• _Work instructions_: Transcribe the records from the line containing "Outline every instance of the black" through the line containing "M 80 81 L 79", both lines included, and omit any pictures from your transcription.

━━━ Records for this exercise ━━━

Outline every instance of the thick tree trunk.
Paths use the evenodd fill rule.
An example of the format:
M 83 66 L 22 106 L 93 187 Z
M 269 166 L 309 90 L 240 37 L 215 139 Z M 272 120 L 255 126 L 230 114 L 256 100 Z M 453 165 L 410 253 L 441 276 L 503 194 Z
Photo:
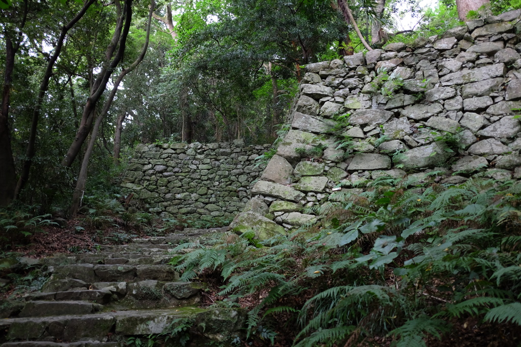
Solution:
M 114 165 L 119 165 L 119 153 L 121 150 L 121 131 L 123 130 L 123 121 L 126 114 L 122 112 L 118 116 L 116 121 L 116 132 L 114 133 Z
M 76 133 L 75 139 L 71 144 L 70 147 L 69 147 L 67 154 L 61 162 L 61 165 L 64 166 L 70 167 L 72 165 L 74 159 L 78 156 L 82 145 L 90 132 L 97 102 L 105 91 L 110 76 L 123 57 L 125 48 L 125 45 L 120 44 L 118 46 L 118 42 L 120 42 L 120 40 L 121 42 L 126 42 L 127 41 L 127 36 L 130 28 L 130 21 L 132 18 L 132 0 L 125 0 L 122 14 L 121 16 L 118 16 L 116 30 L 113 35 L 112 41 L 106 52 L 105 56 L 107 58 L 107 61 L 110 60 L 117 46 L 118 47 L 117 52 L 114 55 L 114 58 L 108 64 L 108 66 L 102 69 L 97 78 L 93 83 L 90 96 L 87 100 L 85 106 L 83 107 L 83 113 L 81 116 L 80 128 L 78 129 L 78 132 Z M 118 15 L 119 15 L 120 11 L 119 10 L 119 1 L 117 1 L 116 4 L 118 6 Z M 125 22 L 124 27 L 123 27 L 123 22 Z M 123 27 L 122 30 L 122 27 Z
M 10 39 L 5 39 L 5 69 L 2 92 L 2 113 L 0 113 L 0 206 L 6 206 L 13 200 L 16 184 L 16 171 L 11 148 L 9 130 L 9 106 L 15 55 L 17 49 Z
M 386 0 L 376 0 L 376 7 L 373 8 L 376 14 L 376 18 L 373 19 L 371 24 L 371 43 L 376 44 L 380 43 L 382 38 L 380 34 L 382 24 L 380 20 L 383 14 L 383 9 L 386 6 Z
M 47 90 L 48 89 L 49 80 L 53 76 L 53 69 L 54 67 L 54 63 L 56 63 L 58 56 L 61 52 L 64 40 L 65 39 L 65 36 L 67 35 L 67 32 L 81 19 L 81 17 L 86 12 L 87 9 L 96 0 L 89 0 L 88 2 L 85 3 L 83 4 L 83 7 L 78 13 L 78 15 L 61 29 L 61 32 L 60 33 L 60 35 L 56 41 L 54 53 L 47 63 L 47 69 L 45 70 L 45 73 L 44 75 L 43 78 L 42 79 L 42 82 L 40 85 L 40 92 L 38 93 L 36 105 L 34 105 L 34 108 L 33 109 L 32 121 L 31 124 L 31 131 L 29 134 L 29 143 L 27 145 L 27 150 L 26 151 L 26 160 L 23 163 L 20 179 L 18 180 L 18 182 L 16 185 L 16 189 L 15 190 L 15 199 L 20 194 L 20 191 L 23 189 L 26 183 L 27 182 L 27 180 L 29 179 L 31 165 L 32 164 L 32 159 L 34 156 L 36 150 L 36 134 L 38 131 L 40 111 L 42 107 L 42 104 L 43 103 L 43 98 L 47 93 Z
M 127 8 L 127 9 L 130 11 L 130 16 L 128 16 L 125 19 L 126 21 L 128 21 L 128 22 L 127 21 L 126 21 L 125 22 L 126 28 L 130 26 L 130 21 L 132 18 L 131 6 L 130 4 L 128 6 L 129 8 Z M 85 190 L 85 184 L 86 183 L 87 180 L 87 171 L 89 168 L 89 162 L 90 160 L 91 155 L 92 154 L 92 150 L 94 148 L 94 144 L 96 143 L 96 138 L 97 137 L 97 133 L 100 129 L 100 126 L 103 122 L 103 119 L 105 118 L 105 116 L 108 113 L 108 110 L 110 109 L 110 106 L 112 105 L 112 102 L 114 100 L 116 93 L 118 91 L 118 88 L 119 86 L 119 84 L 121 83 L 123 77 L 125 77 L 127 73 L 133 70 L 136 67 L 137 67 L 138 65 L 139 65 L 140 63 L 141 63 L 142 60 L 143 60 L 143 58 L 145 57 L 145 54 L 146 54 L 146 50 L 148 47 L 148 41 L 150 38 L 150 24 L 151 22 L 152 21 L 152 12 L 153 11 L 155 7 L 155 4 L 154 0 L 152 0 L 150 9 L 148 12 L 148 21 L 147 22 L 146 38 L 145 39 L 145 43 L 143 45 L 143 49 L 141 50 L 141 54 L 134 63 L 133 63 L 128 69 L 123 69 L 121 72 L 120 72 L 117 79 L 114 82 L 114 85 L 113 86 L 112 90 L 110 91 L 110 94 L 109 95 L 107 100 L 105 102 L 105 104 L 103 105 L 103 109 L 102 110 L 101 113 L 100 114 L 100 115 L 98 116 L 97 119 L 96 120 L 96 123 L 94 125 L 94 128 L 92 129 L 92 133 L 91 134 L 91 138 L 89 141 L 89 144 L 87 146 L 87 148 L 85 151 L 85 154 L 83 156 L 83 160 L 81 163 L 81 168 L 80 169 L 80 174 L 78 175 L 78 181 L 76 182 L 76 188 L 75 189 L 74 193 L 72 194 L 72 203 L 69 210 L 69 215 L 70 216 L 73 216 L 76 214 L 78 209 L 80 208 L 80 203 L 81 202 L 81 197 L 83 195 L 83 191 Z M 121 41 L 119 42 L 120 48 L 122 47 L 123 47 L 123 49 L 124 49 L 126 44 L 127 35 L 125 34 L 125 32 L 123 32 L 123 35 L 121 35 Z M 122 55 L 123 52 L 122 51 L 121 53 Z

━━━
━━━ Records for this exercise ━━━

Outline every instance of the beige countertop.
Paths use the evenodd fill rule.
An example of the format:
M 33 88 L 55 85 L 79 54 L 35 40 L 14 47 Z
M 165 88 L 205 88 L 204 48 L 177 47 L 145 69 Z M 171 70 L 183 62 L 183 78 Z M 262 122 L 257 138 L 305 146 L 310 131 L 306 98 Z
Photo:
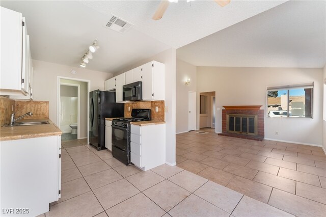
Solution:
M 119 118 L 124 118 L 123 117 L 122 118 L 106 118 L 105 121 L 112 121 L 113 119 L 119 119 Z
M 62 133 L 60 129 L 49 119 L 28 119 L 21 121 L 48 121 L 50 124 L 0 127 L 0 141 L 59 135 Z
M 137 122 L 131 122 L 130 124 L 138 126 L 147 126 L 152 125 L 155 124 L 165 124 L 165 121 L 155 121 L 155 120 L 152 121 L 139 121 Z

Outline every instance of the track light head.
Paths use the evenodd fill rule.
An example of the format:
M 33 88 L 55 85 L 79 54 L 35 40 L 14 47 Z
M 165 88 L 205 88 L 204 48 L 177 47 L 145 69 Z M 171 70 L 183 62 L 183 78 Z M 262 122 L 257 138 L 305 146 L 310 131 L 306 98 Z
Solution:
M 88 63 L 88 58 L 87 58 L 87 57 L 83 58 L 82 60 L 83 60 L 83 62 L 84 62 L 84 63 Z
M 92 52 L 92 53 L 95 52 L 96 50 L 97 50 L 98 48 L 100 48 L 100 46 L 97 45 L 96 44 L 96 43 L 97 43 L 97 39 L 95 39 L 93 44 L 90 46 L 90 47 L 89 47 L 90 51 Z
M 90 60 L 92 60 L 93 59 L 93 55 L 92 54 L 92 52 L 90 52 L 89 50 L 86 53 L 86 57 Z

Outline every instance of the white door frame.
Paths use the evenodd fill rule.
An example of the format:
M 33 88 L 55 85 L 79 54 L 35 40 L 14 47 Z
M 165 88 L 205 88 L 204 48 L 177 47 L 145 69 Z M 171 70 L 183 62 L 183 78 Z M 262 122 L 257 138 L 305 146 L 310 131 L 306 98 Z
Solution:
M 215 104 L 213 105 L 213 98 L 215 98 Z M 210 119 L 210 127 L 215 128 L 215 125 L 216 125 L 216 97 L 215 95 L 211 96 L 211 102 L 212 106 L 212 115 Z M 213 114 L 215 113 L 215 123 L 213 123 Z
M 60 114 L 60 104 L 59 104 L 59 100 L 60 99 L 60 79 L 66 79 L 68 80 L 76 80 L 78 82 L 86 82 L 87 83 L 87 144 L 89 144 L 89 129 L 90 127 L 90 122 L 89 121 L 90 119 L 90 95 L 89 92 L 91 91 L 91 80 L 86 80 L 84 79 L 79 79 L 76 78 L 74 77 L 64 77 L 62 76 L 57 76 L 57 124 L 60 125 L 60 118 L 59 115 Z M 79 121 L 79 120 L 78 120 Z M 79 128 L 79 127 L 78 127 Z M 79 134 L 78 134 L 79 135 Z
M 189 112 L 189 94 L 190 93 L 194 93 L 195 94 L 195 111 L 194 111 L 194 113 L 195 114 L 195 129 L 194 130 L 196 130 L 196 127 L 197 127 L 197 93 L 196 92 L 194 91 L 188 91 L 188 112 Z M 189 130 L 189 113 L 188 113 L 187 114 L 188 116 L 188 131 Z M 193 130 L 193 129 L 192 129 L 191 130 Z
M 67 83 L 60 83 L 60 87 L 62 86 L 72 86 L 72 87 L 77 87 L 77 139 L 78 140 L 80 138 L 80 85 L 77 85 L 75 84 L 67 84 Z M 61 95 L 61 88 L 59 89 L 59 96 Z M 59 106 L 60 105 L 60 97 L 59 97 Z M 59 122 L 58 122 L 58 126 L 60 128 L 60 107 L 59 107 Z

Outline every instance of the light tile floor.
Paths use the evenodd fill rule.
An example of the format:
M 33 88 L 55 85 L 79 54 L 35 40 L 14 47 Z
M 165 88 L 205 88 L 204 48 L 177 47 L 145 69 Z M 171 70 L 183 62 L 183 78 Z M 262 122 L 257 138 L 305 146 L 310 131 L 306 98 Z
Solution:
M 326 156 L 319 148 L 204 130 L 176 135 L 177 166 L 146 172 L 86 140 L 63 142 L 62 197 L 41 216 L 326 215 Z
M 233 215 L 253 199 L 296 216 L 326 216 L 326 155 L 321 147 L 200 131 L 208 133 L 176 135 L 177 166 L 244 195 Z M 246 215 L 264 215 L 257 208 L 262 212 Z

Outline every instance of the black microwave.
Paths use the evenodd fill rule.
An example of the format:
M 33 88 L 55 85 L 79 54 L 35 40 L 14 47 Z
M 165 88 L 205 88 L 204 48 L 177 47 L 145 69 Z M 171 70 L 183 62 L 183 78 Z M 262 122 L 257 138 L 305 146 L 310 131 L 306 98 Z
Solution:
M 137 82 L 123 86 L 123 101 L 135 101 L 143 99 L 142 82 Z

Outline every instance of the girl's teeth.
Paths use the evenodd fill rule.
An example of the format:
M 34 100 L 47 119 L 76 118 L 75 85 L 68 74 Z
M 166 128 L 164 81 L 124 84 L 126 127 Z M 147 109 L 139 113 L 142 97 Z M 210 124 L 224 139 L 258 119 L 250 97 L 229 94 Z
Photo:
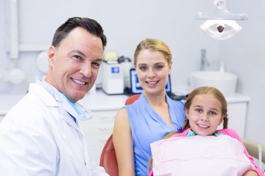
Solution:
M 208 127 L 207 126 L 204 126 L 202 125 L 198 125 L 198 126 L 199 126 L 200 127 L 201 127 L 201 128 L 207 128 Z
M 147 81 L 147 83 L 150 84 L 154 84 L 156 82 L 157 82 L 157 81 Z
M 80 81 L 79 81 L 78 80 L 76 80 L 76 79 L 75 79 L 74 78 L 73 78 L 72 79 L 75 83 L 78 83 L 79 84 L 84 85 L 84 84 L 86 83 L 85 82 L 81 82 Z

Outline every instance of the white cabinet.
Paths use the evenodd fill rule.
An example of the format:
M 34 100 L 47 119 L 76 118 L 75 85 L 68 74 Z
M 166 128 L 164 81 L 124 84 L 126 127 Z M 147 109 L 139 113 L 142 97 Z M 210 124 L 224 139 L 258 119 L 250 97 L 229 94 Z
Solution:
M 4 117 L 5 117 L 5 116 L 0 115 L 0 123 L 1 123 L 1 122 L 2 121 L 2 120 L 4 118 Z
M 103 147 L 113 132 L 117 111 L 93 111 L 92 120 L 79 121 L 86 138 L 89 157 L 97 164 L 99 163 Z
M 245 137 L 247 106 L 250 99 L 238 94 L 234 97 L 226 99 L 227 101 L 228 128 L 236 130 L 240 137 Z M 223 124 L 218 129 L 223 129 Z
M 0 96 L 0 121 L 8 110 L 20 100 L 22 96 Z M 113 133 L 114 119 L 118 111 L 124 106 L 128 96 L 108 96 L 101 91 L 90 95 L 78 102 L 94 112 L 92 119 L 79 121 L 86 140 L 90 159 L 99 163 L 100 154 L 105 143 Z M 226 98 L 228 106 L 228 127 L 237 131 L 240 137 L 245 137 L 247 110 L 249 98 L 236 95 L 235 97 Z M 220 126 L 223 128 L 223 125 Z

━━━

• _Response below_:
Outline every instance of the black microwave.
Paths use the evenodd fill rule.
An example of the format:
M 33 88 L 55 85 L 79 54 L 35 40 L 14 47 Z
M 165 88 L 205 88 L 204 48 L 177 47 L 145 69 Z M 171 70 L 183 62 L 183 78 Z M 262 122 L 257 138 L 305 146 L 310 131 L 306 98 Z
Solution:
M 137 82 L 123 86 L 123 101 L 135 101 L 143 99 L 142 82 Z

Outline every instance of the girl's teeth.
Paths use the evenodd fill rule.
An example of the format:
M 34 100 L 47 119 L 76 118 L 75 85 L 68 74 Z
M 166 128 L 164 81 L 124 84 L 126 127 Z M 147 109 L 139 113 L 142 97 Z M 210 124 L 224 139 L 258 119 L 250 97 L 229 94 Z
Photo:
Solution:
M 208 127 L 207 126 L 204 126 L 202 125 L 198 125 L 198 126 L 199 126 L 200 127 L 201 127 L 201 128 L 207 128 Z
M 147 81 L 147 83 L 150 84 L 154 84 L 156 82 L 157 82 L 157 81 Z
M 80 81 L 79 81 L 78 80 L 76 80 L 76 79 L 75 79 L 74 78 L 73 78 L 72 79 L 75 83 L 78 83 L 79 84 L 84 85 L 84 84 L 86 83 L 85 82 L 81 82 Z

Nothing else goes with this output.